• **DOCUMENT**
WARNING: This page is presently out-of-date as the network was just migrated to different hosts. I intend to migrate back.

This page describes our production-like test environment, which is meant to be a staging area that closely resembles an actual production environment. In particular, this means:

  • multiple geographically distributed nodes
  • a mix of validators and sentry nodes
  • actual utilization (both continuously at some relatively tame pace, and under higher load from interactive developer testing)

OK, just show me how to connect as a peer node or use the end-user RPC service.

Deployed Version

v0.9.1-pre

Motivation

This network has just gotten going, and there is not yet continuous deployment or automatic updating with every change that passes CI, however even manually deploying new revisions of kwild (or kgw) has benefits:

  • Reproducibility of Production Issues. Combining a live network with the stress tool in various configurations (slow and aggressive), we can catch issues that would otherwise slip past our acceptance and integration tests.
  • Quick Feedback Loop. We can catch unexpected breaking changes early. e.g. upgrading existing nodes and re-adding sentry nodes will fail if we unintentionally change consensus-critical code or parameters.

Point placement lines:
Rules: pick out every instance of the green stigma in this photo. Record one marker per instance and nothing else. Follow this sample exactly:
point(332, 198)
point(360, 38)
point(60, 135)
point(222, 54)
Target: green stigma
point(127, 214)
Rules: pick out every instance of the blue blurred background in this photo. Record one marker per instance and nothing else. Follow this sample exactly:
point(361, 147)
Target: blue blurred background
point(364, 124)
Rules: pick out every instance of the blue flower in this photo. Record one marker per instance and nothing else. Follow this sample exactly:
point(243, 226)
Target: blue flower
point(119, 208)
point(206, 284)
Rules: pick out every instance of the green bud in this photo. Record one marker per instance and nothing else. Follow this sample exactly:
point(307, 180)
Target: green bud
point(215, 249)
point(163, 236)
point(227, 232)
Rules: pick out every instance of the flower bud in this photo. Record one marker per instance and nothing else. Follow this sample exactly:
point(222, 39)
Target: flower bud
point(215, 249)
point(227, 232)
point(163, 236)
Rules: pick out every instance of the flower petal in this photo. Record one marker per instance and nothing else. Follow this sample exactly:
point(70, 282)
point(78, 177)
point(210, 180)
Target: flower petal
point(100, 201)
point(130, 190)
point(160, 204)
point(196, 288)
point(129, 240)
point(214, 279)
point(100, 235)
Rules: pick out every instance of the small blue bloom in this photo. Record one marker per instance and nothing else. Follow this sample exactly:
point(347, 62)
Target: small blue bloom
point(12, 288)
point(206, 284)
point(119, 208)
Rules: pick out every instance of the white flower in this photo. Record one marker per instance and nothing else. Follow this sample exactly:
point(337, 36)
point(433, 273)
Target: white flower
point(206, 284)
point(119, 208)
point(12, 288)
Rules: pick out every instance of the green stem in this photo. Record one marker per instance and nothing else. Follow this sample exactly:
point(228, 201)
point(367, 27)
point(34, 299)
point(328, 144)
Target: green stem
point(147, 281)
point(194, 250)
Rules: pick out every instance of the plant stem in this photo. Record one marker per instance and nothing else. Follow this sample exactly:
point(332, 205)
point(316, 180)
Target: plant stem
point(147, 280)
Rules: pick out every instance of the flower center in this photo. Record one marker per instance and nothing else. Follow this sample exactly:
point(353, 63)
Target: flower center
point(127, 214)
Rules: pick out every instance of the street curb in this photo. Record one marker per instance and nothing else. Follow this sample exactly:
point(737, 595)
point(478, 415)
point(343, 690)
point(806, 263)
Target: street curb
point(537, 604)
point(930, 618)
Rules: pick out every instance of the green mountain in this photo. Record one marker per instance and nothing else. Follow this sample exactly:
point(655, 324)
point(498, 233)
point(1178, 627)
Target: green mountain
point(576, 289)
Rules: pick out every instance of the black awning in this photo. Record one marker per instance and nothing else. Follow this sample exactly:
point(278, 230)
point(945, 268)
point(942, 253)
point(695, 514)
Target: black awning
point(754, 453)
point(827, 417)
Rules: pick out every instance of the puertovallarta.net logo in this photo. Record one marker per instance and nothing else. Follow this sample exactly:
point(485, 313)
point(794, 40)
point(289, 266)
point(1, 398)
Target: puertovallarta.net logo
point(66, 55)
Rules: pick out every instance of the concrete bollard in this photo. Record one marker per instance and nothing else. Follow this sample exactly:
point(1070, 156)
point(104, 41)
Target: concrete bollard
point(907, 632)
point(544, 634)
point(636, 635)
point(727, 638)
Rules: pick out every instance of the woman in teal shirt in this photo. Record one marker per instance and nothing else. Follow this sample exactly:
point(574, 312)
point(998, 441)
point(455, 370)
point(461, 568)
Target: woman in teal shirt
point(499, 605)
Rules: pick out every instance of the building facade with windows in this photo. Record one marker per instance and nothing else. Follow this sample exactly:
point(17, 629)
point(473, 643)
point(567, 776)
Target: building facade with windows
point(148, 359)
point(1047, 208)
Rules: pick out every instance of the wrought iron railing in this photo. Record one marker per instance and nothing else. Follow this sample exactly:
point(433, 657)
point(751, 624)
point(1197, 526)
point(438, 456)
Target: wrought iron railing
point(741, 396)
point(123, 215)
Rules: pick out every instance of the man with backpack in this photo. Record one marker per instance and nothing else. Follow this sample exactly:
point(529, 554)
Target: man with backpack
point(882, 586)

• **WHAT THIS EXERCISE ASKS**
1 – From the page on the test environment, quote the passage that begins at the words "Deployed Version" and ends after the words "and integration tests.".
2 – Translate the sentence "We can catch unexpected breaking changes early." from the page on the test environment into Spanish.

• **THE RESPONSES**
1 –
Deployed Version

v0.9.1-pre

Motivation

This network has just gotten going, and there is not yet continuous deployment or automatic updating with every change that passes CI, however even manually deploying new revisions of kwild (or kgw) has benefits:

  • Reproducibility of Production Issues. Combining a live network with the stress tool in various configurations (slow and aggressive), we can catch issues that would otherwise slip past our acceptance and integration tests.

2 – Podemos detectar de forma temprana los cambios incompatibles inesperados.